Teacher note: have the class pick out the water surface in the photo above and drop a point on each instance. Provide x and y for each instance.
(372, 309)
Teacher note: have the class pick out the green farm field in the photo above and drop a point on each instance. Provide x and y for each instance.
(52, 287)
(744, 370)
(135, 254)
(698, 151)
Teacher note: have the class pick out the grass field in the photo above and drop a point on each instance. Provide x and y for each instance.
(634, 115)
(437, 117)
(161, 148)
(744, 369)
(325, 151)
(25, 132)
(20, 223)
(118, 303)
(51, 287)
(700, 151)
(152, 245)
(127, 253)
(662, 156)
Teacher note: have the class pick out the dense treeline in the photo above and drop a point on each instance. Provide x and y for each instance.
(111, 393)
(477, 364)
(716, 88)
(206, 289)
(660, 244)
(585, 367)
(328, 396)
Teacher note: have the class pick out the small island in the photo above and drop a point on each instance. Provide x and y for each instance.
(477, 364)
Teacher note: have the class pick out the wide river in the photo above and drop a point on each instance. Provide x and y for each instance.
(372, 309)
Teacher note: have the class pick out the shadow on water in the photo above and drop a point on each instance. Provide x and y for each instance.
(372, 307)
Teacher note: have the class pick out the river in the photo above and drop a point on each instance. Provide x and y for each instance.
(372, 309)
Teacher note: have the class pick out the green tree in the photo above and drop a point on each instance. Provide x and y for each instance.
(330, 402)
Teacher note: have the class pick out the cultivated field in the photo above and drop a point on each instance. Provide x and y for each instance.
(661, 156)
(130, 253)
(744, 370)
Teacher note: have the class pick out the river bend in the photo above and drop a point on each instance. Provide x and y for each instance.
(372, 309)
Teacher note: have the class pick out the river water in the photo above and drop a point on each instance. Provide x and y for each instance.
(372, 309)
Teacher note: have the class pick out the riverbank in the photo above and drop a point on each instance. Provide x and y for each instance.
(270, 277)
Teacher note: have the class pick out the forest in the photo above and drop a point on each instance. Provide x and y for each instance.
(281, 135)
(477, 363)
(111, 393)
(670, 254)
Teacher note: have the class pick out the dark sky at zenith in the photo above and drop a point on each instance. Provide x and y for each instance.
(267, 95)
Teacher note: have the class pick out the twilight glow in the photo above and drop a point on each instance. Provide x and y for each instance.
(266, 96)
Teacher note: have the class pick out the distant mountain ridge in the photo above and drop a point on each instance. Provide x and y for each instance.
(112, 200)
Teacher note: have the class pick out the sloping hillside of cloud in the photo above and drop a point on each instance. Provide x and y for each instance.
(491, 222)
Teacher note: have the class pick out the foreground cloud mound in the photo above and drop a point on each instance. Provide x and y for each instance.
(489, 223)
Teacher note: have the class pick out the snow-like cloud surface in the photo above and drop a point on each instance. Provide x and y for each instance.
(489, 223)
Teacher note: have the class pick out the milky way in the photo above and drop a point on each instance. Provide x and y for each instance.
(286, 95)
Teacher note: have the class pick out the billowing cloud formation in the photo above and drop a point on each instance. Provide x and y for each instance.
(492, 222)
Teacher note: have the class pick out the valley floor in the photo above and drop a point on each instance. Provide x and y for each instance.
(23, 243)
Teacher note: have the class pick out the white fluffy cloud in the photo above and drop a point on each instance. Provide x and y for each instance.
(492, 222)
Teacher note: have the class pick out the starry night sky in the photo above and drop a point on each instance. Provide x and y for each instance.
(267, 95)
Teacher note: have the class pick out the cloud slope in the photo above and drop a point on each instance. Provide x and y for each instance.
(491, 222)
▬▬▬▬▬▬▬▬▬▬
All lines from the one that contains "Teacher note: have the class pick out the dark" through the end of the material are to be quoted exactly, with both ends included.

* SOLUTION BELOW:
Teacher note: have the class pick out the dark sky at zenith in the photo above and drop a point on each instance. Provide x and y for each instance.
(267, 95)
Teacher note: have the class pick out the twilight glow in the photo above and drop a point on each instance. Provide x and y for each instance.
(266, 96)
Teacher note: have the class pick out the distant mountain ridge in the photo above and drop a point on each instance. Provide x and y for each instance.
(112, 200)
Teacher note: have the class pick out the sloping hillside of cloud in the photo above and drop a point on each instance. Provide x and y for each instance.
(491, 222)
Teacher note: have the class pick out the foreground cloud mound in the photo above and drop a point on each instance. Provide x and y for each instance.
(489, 223)
Teacher note: have the class pick out the snow-like cloud surface in the photo above and drop a point on each instance. Provide x and y for each instance.
(489, 223)
Teacher note: have the class pick out the milky way in the photo above and drop a point on each instance. Provide x and y for each instance.
(286, 95)
Teacher note: have the class pick out the billowing cloud formation in the photo above and drop a point on each instance. Provide x and y for each instance.
(492, 222)
Teacher note: have the class pick out the valley floor in the photo above and drop a point on each instance. Provide x and y for each instance.
(23, 243)
Teacher note: have the class pick out the white fluffy cloud in the photo above and drop a point on each instance. Provide x and y for each instance.
(492, 222)
Teacher note: have the class pick out the starry night sky in the photo above and drop a point on each instance. Provide x and y for each instance.
(267, 95)
Teacher note: have the class pick out the cloud slope in the photo above and drop a point on each instance. Provide x and y for each instance.
(491, 222)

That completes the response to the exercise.